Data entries
- - -

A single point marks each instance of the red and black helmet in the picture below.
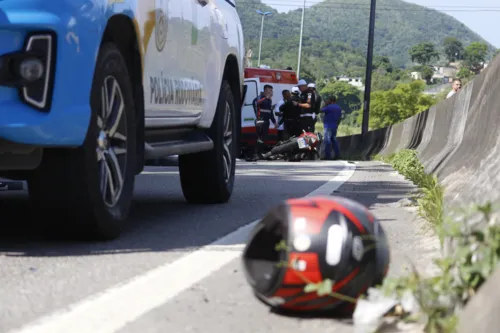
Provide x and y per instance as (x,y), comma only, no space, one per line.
(305,241)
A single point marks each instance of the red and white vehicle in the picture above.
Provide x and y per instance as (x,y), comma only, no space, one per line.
(255,79)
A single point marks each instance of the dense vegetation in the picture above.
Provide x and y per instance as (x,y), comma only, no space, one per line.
(408,38)
(336,31)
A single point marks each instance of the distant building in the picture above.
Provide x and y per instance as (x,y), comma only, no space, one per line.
(355,82)
(416,75)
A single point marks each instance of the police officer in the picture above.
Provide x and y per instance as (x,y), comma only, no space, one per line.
(317,105)
(262,105)
(291,113)
(306,104)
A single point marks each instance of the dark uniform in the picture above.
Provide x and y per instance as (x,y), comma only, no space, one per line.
(317,107)
(291,116)
(306,114)
(263,115)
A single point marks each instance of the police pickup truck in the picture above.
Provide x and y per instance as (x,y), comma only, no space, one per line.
(90,90)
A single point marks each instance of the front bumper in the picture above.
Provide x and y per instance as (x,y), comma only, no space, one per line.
(53,110)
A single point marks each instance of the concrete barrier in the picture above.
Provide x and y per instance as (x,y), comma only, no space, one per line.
(458,140)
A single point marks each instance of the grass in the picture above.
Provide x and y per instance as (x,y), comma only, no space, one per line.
(475,256)
(431,194)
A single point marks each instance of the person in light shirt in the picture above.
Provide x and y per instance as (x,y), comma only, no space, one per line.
(455,87)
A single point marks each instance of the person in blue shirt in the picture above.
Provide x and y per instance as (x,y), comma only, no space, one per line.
(331,121)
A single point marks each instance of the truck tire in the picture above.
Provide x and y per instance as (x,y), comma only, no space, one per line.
(208,177)
(87,191)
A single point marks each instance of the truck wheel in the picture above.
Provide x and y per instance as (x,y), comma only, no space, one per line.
(208,177)
(87,191)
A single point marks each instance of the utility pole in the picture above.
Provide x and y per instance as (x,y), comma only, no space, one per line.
(264,14)
(300,41)
(369,66)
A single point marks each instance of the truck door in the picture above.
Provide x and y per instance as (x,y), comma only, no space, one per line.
(247,112)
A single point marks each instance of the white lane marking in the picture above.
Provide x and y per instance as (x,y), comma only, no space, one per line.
(117,306)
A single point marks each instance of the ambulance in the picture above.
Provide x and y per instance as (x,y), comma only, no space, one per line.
(255,80)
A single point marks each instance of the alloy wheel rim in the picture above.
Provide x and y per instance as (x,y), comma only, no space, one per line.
(111,141)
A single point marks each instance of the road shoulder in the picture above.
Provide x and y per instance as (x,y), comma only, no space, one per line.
(223,302)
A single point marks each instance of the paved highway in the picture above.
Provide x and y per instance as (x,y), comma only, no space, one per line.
(176,268)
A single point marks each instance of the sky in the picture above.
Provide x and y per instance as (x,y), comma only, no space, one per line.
(481,16)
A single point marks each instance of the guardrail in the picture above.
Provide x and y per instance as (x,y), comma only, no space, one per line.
(458,140)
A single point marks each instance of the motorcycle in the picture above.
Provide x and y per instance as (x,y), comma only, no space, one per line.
(297,148)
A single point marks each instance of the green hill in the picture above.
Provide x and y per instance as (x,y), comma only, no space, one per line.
(335,33)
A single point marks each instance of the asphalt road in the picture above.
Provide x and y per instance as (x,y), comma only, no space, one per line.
(48,286)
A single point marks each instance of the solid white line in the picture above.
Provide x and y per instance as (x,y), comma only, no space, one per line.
(117,306)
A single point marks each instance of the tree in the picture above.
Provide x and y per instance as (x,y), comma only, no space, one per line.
(475,55)
(465,74)
(426,72)
(382,64)
(348,97)
(453,49)
(393,106)
(423,53)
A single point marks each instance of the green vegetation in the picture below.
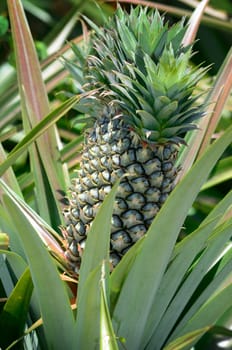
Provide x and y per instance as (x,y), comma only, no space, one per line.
(172,288)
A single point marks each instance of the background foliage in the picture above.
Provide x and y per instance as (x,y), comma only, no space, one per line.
(36,181)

- - -

#### [TASK OBJECTIVE]
When a line in the records holds the string "shirt", copy that line.

#### [ANSWER SPACE]
A single point marks each instance of the person in light shirt in the picture above.
A single point marks each instance of the person in blue shirt in the picture above.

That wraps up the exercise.